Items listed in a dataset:
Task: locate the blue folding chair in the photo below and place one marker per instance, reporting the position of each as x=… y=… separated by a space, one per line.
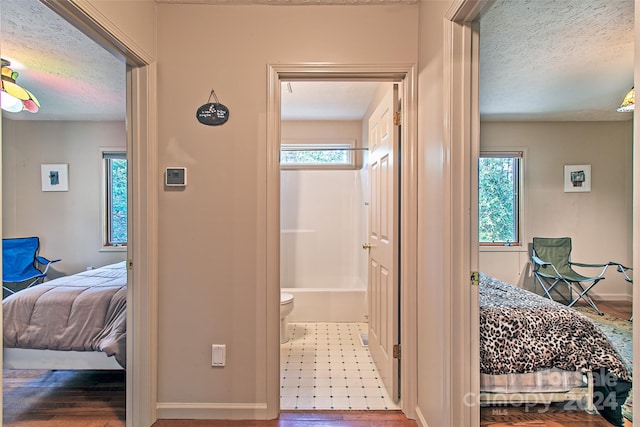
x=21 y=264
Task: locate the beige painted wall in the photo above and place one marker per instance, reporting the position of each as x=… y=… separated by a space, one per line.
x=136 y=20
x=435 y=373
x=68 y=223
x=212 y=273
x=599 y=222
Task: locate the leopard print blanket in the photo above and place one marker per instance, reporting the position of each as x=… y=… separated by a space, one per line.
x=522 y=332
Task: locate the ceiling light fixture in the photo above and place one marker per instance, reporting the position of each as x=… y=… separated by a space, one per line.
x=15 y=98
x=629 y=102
==
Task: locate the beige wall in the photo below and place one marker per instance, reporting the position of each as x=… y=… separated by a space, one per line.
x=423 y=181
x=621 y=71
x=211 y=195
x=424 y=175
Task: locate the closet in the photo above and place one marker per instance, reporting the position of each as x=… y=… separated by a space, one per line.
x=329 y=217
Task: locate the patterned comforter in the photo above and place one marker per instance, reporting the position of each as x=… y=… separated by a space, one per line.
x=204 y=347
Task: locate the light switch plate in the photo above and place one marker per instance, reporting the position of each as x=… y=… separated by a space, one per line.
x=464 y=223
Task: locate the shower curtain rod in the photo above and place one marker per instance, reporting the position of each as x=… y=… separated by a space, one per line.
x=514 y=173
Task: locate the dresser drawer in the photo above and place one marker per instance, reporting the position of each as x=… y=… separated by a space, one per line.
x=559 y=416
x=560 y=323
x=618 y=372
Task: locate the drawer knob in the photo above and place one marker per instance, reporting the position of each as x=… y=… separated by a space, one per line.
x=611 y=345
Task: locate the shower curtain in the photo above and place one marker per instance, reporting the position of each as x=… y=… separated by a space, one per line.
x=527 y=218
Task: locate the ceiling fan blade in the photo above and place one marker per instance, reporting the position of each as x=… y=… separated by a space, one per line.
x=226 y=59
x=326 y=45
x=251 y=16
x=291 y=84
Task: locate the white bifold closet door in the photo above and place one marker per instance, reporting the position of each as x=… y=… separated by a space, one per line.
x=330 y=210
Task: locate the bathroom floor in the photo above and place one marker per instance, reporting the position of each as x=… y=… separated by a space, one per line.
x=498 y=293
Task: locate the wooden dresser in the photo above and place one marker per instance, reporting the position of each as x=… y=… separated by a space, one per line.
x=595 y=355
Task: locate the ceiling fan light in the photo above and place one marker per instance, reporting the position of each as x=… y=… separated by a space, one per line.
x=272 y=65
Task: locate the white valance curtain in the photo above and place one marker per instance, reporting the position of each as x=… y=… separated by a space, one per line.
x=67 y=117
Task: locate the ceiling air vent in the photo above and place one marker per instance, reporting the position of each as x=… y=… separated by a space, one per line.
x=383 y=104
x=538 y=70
...
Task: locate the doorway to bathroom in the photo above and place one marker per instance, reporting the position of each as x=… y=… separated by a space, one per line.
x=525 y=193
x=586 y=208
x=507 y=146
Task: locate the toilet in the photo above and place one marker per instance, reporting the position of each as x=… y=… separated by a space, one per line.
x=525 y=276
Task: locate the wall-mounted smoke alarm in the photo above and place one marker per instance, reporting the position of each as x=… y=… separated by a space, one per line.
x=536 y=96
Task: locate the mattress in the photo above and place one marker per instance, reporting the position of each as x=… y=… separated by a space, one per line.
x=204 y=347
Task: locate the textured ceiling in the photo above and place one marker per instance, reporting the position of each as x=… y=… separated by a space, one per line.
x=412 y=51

Work to be completed:
Copy out, word for word, the part of the items above that opens with the line containing "Task: locate the shower curtain in" and closes with the line containing "x=527 y=218".

Answer to this problem:
Task: locate the shower curtain in the photo above and place one marker per instance, reporting the position of each as x=… y=… separated by a space, one per line.
x=527 y=218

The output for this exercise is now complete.